**Exercise description:** An exact repetition of the records is required. Leave nothing out.

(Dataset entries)

################

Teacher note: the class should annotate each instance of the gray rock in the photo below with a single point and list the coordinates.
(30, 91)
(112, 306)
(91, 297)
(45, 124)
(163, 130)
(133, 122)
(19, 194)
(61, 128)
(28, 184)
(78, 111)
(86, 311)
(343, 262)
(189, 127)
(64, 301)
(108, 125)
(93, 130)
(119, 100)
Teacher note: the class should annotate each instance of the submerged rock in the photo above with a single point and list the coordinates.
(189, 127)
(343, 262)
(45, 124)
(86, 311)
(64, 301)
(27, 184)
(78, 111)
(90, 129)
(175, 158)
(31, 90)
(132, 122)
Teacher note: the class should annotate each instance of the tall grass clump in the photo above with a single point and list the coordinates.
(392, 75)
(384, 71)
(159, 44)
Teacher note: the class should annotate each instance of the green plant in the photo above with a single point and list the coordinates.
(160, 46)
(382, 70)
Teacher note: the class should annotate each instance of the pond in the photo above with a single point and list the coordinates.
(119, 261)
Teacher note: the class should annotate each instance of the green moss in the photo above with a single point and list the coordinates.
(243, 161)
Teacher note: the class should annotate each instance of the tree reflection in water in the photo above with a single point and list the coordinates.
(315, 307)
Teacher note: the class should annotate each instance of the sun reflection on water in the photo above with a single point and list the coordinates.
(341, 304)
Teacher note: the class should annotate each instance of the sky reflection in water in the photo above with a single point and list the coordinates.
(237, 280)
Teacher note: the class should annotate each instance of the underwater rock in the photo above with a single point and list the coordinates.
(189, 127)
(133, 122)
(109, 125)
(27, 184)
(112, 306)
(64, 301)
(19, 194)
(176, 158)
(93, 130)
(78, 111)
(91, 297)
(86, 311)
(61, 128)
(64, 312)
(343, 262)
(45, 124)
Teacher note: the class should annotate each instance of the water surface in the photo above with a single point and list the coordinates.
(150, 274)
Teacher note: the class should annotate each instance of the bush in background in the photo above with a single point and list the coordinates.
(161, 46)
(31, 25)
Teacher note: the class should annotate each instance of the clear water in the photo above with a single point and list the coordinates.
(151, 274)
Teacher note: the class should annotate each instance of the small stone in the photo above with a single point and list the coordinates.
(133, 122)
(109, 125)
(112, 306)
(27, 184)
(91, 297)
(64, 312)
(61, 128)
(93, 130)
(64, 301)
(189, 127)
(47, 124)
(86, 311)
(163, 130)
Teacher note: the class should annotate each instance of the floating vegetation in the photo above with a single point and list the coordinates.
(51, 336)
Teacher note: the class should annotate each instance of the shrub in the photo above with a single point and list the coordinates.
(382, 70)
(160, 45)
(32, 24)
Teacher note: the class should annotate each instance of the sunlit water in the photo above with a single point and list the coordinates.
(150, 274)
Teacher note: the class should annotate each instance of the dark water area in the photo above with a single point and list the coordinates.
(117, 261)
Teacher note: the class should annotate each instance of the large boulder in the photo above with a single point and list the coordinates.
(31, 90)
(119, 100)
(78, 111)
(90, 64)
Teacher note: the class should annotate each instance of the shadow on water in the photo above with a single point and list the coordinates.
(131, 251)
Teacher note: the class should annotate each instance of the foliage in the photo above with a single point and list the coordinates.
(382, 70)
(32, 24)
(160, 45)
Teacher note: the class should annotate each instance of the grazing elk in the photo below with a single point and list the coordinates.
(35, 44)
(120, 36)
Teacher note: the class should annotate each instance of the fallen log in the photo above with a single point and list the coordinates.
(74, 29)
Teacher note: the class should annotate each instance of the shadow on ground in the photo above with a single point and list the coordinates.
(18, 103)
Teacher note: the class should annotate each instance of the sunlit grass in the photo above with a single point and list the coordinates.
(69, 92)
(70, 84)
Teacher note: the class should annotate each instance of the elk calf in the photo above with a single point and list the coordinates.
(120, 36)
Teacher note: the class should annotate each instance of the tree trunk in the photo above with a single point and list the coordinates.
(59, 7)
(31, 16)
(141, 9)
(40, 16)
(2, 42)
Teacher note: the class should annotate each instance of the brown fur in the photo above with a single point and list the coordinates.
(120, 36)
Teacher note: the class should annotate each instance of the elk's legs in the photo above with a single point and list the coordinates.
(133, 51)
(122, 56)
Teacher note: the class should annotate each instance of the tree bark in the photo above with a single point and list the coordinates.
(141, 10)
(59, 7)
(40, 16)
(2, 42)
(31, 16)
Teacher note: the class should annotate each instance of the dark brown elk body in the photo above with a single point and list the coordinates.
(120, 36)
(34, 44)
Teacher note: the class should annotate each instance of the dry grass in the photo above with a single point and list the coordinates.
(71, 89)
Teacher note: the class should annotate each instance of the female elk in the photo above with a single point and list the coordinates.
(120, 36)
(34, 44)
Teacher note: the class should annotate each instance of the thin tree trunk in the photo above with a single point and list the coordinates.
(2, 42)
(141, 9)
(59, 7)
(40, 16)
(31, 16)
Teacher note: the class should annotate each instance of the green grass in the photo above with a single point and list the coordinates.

################

**Answer box:**
Teacher note: the class should annotate each instance of the gray rock in the photo below with a single point and list the coordinates.
(30, 91)
(112, 306)
(91, 297)
(45, 124)
(163, 130)
(133, 122)
(19, 194)
(61, 128)
(28, 184)
(78, 111)
(86, 311)
(343, 262)
(189, 127)
(64, 301)
(108, 125)
(93, 130)
(119, 100)
Teacher note: the class should annotate each instance of the submerged rock in the photo above with a single point and list the coordinates.
(189, 127)
(343, 262)
(45, 124)
(86, 311)
(64, 301)
(27, 184)
(78, 111)
(90, 129)
(175, 158)
(31, 90)
(132, 122)
Teacher note: the class should annotate each instance of the tall grass clump in the photo above with a single point and list the coordinates.
(392, 75)
(384, 71)
(159, 44)
Teacher note: the class should annotate each instance of the green plant in the photo above with a single point and list the coordinates.
(160, 46)
(382, 70)
Teacher note: the class should annotate each instance of the pond in the photo above with a single point and list the coordinates.
(119, 261)
Teacher note: the class should annotate each instance of the green moss in the photo above with a single point and list the coordinates.
(243, 161)
Teacher note: the class should annotate each instance of the tree reflection in water in the photo above with a single point and list the coordinates.
(315, 307)
Teacher note: the class should annotate each instance of the sun reflection on water in the photo above with a single point and list the coordinates.
(341, 304)
Teacher note: the class should annotate each instance of the sky reflection in water in the photo above with a single point and list the coordinates.
(237, 280)
Teacher note: the class should annotate each instance of the underwater rock in the photo above with a single point and list the coordinates.
(189, 127)
(133, 122)
(109, 125)
(27, 184)
(112, 306)
(64, 301)
(19, 194)
(176, 158)
(93, 130)
(78, 111)
(91, 297)
(86, 311)
(61, 128)
(64, 312)
(343, 262)
(45, 124)
Teacher note: the class should annotate each instance of the water surface in the photo above with a single point and list the coordinates.
(150, 274)
Teacher note: the class should annotate each instance of the bush in background in the photo above with a single point and list the coordinates.
(161, 46)
(31, 25)
Teacher note: the class should annotate each instance of the clear water in the photo above with a single point and list the coordinates.
(151, 274)
Teacher note: the class should annotate each instance of the small stone in the photo above with a single point and list the coordinates.
(133, 122)
(109, 125)
(112, 306)
(27, 184)
(91, 297)
(64, 312)
(61, 128)
(93, 130)
(64, 301)
(189, 127)
(47, 124)
(86, 311)
(163, 130)
Teacher note: the class should annotate each instance of the floating vegetation in the photo above with a single point and list the coordinates.
(51, 336)
Teacher note: the class should annotate each instance of the shrub in the photo above with a single point and list the coordinates.
(382, 70)
(160, 45)
(32, 24)
Teacher note: the class should annotate each instance of the sunlit water in the photo above with a single point and list the coordinates.
(150, 274)
Teacher note: the class should annotate each instance of the dark water area in the photo above with a single point and list the coordinates.
(117, 261)
Teacher note: the class should annotate each instance of the large boulder in the photo above with a single point and list the coordinates.
(31, 90)
(119, 100)
(78, 111)
(90, 64)
Teacher note: the class should annotate each instance of the shadow on water in the photo above with a single point and list the coordinates.
(131, 251)
Teacher note: the class should annotate each instance of the foliage in the photo above with a single point and list the coordinates.
(382, 70)
(32, 24)
(160, 45)
Teacher note: the class should annotate each instance of the grazing elk in the photo below with a single point and list the coordinates.
(35, 44)
(120, 36)
Teacher note: the class should annotate each instance of the fallen log in the photo above with a single point and list the coordinates.
(74, 29)
Teacher note: the class should annotate each instance of the shadow on ground in the photo above with a single point and list the coordinates.
(18, 103)
Teacher note: the class should annotate each instance of the sunlit grass in the photo above with a single point and list the coordinates.
(69, 92)
(70, 84)
Teacher note: the class should annotate each instance of the elk calf in the photo above with a single point and list the coordinates.
(120, 36)
Teacher note: the class should annotate each instance of the tree trunk in the photo above with a single point and list the coordinates.
(59, 7)
(31, 16)
(141, 9)
(40, 16)
(2, 42)
Teacher note: the class should annotate each instance of the brown fur in the photo above with a single point and list the coordinates.
(120, 36)
Teacher note: the class should annotate each instance of the elk's legs in the photo above with a single point and list the coordinates.
(133, 51)
(122, 56)
Teacher note: the class should annotate each instance of the tree bark in the photo above with a single point and list the coordinates.
(141, 10)
(59, 7)
(40, 16)
(2, 42)
(31, 16)
Teacher note: the class should annotate each instance of the dark brown elk body in the photo above with a single point and list the coordinates.
(120, 36)
(34, 44)
Teacher note: the class should annotate each instance of the dry grass in the photo above with a single point and list the coordinates.
(71, 89)
Teacher note: the class should annotate each instance of the female elk in the photo above with a single point and list the coordinates.
(120, 36)
(34, 44)
Teacher note: the class should annotate each instance of the thin tree trunk in the photo above with a single point and list the coordinates.
(2, 42)
(141, 9)
(59, 7)
(40, 16)
(31, 16)
Teacher note: the class should annotate each instance of the green grass in the photo above with a single point and list the coordinates.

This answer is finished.